セッション情報 シンポジウム14

消化器領域における幹細胞研究の進歩

タイトル S14-7:

培養大腸上皮細胞による消化管再生へのアプローチ

演者 中村 哲也(東京医科歯科大学消化管先端治療学)
共同演者 渡辺 守(東京医科歯科大学消化器病態学)
抄録 体外培養技術を用いた腸管上皮再生医療研究に期待が集まっている.我々はこれまでに,マウス正常大腸上皮細胞の体外培養を可能とする新しい技術を開発し報告した(TMDUプロトコール).この方法では,正常な大腸上皮細胞が非上皮細胞なしに,無血清培地で,3次元的に,継代操作を経て,長期にわたり培養することが可能となった.また,ここに得られる培養細胞を用いた移植実験の結果,体外培養を経た大腸上皮細胞が,傷害部位の欠損上皮を補充し粘膜修復に寄与しうること,かつこの上皮修復が単一の幹細胞を初発材料とした培養細胞によっても可能であることを報告した.
本シンポジウムでは,この方法を応用して微小な内視鏡生検検体から得られるヒト大腸上皮を培養する技術,またここに得られる培養細胞の性状についての新しいデータを提示したい.さらに,マウス大腸培養細胞を用いた移植実験の進捗について,移植細胞が傷害上皮に生着・修復する機構に関する新しい知見を報告する予定である.

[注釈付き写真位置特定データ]
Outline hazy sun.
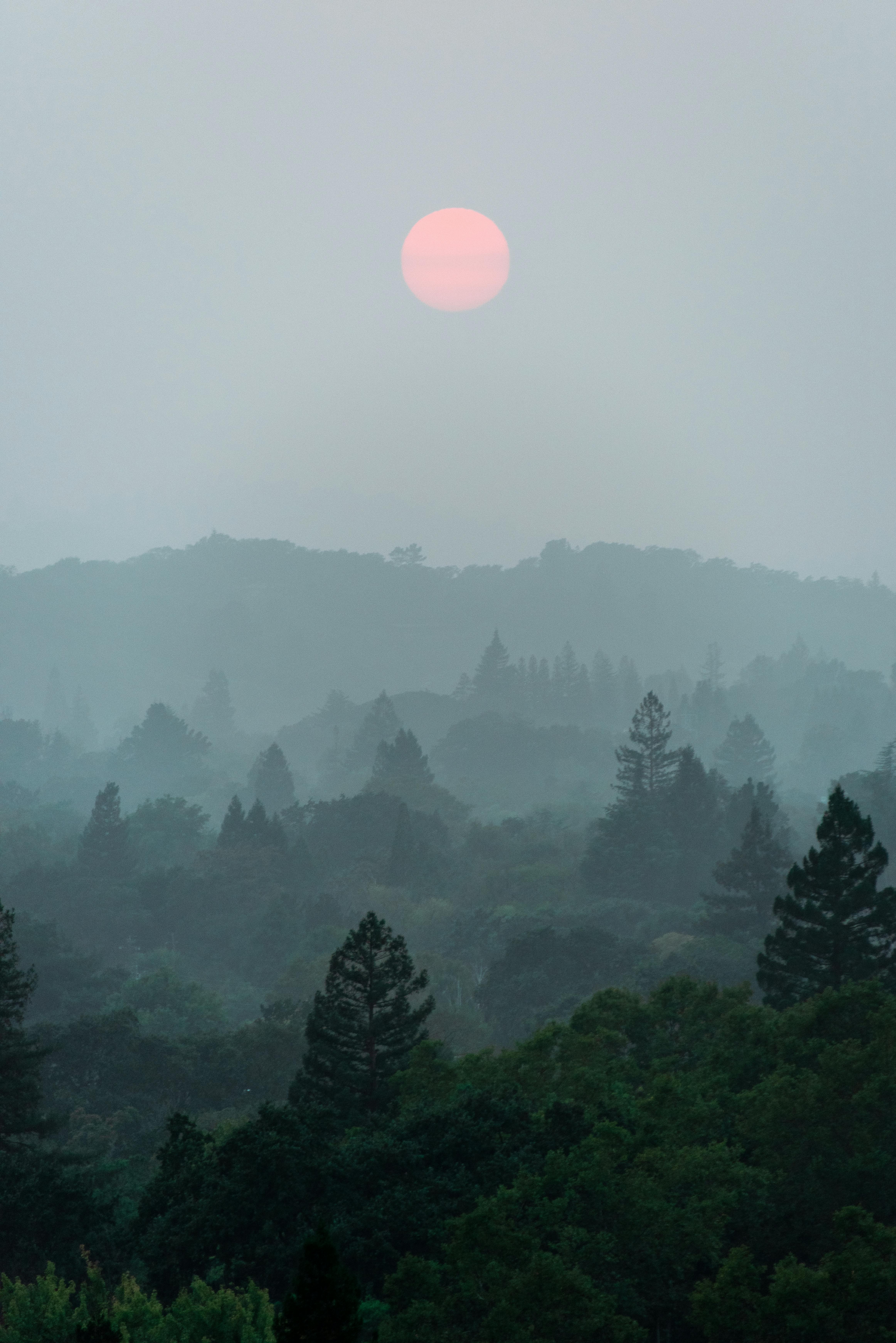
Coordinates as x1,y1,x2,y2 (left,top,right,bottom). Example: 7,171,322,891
402,208,511,313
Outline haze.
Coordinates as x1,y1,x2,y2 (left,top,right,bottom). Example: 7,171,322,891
0,0,896,581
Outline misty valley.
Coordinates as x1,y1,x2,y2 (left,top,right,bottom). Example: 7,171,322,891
0,537,896,1343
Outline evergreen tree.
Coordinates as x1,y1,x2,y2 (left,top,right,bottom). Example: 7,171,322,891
716,713,775,787
290,911,435,1121
756,784,896,1007
371,728,432,794
345,690,402,770
702,805,790,937
473,630,513,702
615,690,678,798
274,1226,361,1343
248,741,295,812
218,794,246,849
0,905,51,1151
192,672,235,741
78,783,136,881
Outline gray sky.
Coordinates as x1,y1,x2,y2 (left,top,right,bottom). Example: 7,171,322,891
0,0,896,584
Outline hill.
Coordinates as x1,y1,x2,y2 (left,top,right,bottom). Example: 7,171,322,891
0,534,896,731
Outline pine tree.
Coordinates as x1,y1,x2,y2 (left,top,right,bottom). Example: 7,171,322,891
78,783,136,881
218,794,246,849
192,672,236,741
290,911,435,1121
345,690,402,770
248,741,295,812
0,905,51,1151
716,713,775,787
274,1226,361,1343
702,806,790,937
615,690,678,796
371,728,432,795
756,784,896,1007
473,630,513,702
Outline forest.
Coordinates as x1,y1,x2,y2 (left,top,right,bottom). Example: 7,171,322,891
0,565,896,1343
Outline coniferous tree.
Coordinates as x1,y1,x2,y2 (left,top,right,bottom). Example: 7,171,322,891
290,911,435,1121
615,690,678,798
274,1226,361,1343
716,713,775,787
0,905,51,1151
192,672,235,741
371,728,432,792
756,784,896,1007
702,786,790,937
248,741,295,814
78,783,136,881
345,690,402,770
473,630,513,704
218,794,246,849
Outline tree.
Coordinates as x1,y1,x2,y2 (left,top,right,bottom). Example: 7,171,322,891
248,741,295,812
290,911,435,1119
702,784,790,937
0,905,51,1151
192,672,235,740
473,630,513,702
274,1226,361,1343
371,728,432,794
716,713,775,787
78,783,134,881
615,690,678,798
756,784,896,1007
345,690,402,770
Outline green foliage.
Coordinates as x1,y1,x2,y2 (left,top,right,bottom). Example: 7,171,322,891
78,784,136,882
756,784,896,1007
274,1226,361,1343
692,1207,896,1343
128,794,208,872
290,911,435,1119
248,741,295,814
0,1256,274,1343
0,905,48,1151
702,783,790,936
716,713,775,787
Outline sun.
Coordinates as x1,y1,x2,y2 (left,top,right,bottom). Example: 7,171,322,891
402,208,511,313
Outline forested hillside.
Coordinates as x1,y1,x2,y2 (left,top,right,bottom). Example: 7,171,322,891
0,534,896,735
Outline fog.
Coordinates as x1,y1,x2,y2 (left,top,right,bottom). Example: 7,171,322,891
0,3,896,581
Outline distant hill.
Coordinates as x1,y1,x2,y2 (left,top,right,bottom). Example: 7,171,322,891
0,534,896,731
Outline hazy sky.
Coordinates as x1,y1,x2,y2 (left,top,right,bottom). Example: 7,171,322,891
0,0,896,584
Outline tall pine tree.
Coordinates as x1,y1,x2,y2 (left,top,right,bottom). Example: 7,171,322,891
290,911,435,1123
274,1226,361,1343
78,783,136,881
702,800,790,937
615,690,678,798
0,905,52,1151
756,784,896,1007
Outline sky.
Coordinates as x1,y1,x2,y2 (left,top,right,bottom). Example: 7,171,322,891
0,0,896,586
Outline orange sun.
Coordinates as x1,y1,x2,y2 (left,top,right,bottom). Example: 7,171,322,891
402,208,511,313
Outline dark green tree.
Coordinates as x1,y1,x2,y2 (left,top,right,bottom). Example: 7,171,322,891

課題の指示
上に掲げた培養大腸上皮細胞に関する抄録を、一字一句変えずに全文書き写しなさい。

課題の解答
セッション情報 シンポジウム14

消化器領域における幹細胞研究の進歩

タイトル S14-7:

培養大腸上皮細胞による消化管再生へのアプローチ

演者 中村 哲也(東京医科歯科大学消化管先端治療学)
共同演者 渡辺 守(東京医科歯科大学消化器病態学)
抄録 体外培養技術を用いた腸管上皮再生医療研究に期待が集まっている.我々はこれまでに,マウス正常大腸上皮細胞の体外培養を可能とする新しい技術を開発し報告した(TMDUプロトコール).この方法では,正常な大腸上皮細胞が非上皮細胞なしに,無血清培地で,3次元的に,継代操作を経て,長期にわたり培養することが可能となった.また,ここに得られる培養細胞を用いた移植実験の結果,体外培養を経た大腸上皮細胞が,傷害部位の欠損上皮を補充し粘膜修復に寄与しうること,かつこの上皮修復が単一の幹細胞を初発材料とした培養細胞によっても可能であることを報告した.
本シンポジウムでは,この方法を応用して微小な内視鏡生検検体から得られるヒト大腸上皮を培養する技術,またここに得られる培養細胞の性状についての新しいデータを提示したい.さらに,マウス大腸培養細胞を用いた移植実験の進捗について,移植細胞が傷害上皮に生着・修復する機構に関する新しい知見を報告する予定である.